Passage:
..............................

Le 3 août 1914, deux jours après lordre de mobilisation générale en France, Henri Desgrange, directeur du journal L’Auto, signait l’édito du jour et le prénommait « Le grand match ». Comme tout soldat, lathlète est dès lors mobilisé – et doit combattre.

Camille Morata est professeur d’histoire-géographie au lycée. Il est l’auteur de la thèse « De la médaille à la mitraille : Commémorer les sportifs tombés au champ d'honneur européen de la Première Guerre mondiale », qui aborde les pratiques mémorielles entourant les figures sportives – célèbres et anonymes – ayant péri au cours du premier conflit mondial.

Propos recueillis par Lucas Alves Murillo

RetroNews : Au moment du déclenchement de la Première Guerre mondiale, et face au besoin humain évident, les sportifs deviennent-ils des soldats « comme les autres » ?

Camille Morata : Tout d’abord, il existe une grande disparité parmi les personnes auxquelles nous pouvons accoler le statut de « sportif ». J’en dégage cinq grandes catégories : les grandes vedettes – tels Georges Carpentier et Jean Bouin – qui voient la guerre comme une césure dans leur carrière. On y retrouve l’élite sportive. Ceux que j’appelle les « sportifs de quartier » : le pratiquant lambda, jouant à un faible niveau et mobilisé tel un soldat ordinaire. Nous avons ensuite les amateurs : ceux aimant le sport sans forcément le pratiquer, le « sportsman » à l’anglaise, qui apprécie toute une philosophie se rattachant au sport. Les pratiquants : appartenant à des sociétés de gymnastique dans une logique conscriptive, celle de la défense du pays. Enfin, une dernière catégorie se créant au cours du conflit : les « initiés », ceux qui découvrent la pratique sportive dans le cadre de la guerre, qui l’intègrent, avant de rapporter celle-ci chez eux.

..............................

Données fournies:
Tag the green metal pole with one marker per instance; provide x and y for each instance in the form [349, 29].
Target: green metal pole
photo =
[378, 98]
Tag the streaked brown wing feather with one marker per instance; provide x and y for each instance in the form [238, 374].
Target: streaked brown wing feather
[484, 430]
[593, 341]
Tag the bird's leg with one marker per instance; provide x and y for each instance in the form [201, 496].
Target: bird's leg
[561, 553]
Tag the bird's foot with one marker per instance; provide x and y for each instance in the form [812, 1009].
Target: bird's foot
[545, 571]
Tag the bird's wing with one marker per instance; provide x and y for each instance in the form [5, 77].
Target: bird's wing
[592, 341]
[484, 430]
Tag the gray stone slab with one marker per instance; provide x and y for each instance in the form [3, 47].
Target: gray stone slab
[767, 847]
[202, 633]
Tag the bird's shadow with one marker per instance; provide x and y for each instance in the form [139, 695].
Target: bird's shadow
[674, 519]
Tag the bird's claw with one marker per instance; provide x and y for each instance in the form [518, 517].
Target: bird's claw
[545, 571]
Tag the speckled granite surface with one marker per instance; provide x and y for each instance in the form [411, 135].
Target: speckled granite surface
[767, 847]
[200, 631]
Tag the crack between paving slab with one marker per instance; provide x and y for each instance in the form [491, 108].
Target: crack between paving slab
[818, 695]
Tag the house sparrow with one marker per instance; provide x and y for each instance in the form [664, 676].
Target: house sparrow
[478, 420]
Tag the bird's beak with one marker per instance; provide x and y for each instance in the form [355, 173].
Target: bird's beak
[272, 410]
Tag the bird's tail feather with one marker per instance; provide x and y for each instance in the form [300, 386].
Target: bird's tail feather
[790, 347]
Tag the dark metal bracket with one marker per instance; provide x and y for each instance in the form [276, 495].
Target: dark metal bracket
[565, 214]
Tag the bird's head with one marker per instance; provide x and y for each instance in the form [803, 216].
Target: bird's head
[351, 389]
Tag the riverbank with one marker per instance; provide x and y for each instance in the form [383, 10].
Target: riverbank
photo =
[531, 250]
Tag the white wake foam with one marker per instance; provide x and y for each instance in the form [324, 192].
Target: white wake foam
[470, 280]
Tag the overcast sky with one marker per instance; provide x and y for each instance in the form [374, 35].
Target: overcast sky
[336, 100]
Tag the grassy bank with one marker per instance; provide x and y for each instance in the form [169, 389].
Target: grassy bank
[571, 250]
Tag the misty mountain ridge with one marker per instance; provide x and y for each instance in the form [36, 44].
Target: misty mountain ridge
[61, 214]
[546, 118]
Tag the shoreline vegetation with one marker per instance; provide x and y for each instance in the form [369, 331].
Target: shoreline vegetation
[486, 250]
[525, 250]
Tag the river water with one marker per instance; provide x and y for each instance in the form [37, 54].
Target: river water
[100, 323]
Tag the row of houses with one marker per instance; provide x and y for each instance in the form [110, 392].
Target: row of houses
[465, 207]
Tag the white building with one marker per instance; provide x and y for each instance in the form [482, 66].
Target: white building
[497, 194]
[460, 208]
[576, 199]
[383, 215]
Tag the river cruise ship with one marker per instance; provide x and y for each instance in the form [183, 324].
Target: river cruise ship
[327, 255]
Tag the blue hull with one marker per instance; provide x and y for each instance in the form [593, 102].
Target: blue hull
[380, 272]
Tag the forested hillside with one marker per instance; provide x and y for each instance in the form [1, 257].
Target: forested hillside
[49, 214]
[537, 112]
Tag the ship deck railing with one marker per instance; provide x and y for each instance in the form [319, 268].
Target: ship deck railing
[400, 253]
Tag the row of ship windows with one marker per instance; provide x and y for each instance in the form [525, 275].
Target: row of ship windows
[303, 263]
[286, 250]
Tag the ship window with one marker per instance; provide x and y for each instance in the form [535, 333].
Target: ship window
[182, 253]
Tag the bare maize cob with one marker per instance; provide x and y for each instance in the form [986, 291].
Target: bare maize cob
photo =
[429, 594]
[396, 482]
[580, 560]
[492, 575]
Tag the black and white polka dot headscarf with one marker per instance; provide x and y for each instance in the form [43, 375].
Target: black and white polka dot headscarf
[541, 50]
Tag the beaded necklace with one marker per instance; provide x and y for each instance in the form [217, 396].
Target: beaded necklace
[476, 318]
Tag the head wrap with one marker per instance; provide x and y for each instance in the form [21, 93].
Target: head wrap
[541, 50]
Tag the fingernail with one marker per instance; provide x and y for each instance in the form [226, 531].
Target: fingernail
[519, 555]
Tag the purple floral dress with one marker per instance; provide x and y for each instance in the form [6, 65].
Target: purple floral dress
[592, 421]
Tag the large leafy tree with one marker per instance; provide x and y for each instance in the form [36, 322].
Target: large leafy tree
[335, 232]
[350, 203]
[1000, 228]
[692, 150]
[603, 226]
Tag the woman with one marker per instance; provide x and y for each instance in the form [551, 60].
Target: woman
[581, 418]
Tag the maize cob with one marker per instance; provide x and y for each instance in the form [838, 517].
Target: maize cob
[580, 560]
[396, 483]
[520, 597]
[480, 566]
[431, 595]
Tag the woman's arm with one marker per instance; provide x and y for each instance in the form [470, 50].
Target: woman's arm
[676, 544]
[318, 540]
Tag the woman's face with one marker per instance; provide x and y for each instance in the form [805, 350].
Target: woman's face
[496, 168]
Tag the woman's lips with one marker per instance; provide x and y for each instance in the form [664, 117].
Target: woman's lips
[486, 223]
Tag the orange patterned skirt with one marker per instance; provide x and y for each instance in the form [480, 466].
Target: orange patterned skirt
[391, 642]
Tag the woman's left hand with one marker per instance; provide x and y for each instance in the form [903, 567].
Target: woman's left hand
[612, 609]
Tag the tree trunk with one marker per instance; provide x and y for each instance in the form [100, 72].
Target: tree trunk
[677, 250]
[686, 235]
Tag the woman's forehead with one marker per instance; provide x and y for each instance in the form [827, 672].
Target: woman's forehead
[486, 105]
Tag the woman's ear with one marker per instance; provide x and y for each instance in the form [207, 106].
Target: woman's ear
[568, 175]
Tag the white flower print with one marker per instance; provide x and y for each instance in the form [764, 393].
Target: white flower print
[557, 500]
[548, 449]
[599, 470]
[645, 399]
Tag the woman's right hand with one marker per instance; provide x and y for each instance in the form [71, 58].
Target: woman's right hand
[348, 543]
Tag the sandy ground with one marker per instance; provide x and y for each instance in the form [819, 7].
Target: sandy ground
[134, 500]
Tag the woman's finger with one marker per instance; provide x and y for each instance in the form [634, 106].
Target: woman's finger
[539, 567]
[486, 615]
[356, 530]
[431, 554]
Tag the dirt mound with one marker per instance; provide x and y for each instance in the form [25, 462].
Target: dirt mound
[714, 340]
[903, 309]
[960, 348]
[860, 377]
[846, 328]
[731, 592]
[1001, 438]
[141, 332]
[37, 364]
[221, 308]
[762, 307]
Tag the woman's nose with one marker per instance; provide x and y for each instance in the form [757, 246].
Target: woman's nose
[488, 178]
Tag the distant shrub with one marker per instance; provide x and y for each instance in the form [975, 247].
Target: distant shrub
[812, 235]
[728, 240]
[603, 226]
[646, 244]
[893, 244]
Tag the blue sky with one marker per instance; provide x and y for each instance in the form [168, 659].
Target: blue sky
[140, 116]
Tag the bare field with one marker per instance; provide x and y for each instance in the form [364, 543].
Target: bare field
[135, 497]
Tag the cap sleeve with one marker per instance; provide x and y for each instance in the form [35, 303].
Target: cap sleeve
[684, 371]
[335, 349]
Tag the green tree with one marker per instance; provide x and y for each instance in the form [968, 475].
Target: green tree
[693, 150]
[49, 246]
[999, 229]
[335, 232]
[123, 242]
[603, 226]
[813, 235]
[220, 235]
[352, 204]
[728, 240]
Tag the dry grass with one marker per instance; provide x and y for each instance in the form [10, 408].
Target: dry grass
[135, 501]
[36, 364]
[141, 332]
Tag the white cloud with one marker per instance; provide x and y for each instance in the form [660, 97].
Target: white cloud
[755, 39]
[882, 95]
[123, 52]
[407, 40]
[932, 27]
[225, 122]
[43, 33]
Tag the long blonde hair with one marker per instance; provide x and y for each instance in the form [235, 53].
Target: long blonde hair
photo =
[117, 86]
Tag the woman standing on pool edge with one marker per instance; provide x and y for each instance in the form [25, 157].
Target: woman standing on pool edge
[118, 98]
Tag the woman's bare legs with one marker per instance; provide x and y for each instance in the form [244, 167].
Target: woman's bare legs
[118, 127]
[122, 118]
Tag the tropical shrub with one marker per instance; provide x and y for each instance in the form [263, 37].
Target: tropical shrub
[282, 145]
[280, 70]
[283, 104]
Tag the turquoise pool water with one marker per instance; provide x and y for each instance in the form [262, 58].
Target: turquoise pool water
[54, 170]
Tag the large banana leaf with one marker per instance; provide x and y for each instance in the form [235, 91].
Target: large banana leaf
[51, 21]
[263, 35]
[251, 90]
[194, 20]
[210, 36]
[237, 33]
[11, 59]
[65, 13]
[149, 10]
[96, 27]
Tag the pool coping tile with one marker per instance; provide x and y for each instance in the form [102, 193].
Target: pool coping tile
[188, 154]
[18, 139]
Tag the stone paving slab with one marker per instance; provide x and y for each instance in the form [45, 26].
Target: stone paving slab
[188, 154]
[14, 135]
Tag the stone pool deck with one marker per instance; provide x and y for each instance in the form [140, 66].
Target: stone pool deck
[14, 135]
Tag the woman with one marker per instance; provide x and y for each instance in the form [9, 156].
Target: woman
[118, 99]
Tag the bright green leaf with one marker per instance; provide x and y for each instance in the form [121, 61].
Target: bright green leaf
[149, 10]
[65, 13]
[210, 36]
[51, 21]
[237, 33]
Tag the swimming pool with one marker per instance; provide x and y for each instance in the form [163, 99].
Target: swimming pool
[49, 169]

..............................

Liste des tâches:
1. Traduisez en anglais cette phrase du passage sur les sportifs dans la Première Guerre mondiale : « Camille Morata est professeur d’histoire-géographie au lycée. »
2. Pour chacune des affirmations suivantes, indiquez par oui ou par non si elle concorde avec le passage sur les sportifs dans la Première Guerre mondiale, en citant les mots du texte qui tranchent. (a) Camille Morata distingue cinq grandes catégories de sportifs. (b) Les « sportifs de quartier » jouent à un haut niveau. (c) Les « initiés » découvrent le sport pendant la guerre.
3. Poursuivez le passage sur les sportifs dans la Première Guerre mondiale à partir de sa dernière phrase.
Le matériel fourni n'a aucun rapport avec le passage sur les sportifs dans la Première Guerre mondiale.

Réponses:
1. Camille Morata is a high school history and geography teacher.

2.
(a) Oui : « J’en dégage cinq grandes catégories ».
(b) Non : « le pratiquant lambda, jouant à un faible niveau ».
(c) Oui : « ceux qui découvrent la pratique sportive dans le cadre de la guerre ».

3.
Les sportifs deviennent dès lors des soldats comme les autres. En ce sens, ils sont mobilisés comme les autres. Le rôle de la presse est très important dans cet esprit : LAuto, dès le 4 août 1914, dresse la liste des sportifs mobilisés, avec notamment un article intitulé « Où vont les coureurs cyclistes ? », avec les noms et les régiments dans lesquels ils sont déployés. On peut citer Eugène Christophe, célèbre coureur [six fois champion de France de cyclo-cross entre 1909 et 1914, NDLR], que l’on retrouve dans la liste au 119e régiment de ligne.

Durant les premiers mois de la guerre, nous faisons face à une chasse à l'embusqué visant les athlètes de haut niveau, à laquelle participe la presse. En effet, au moment du déclenchement du conflit, certains sportifs...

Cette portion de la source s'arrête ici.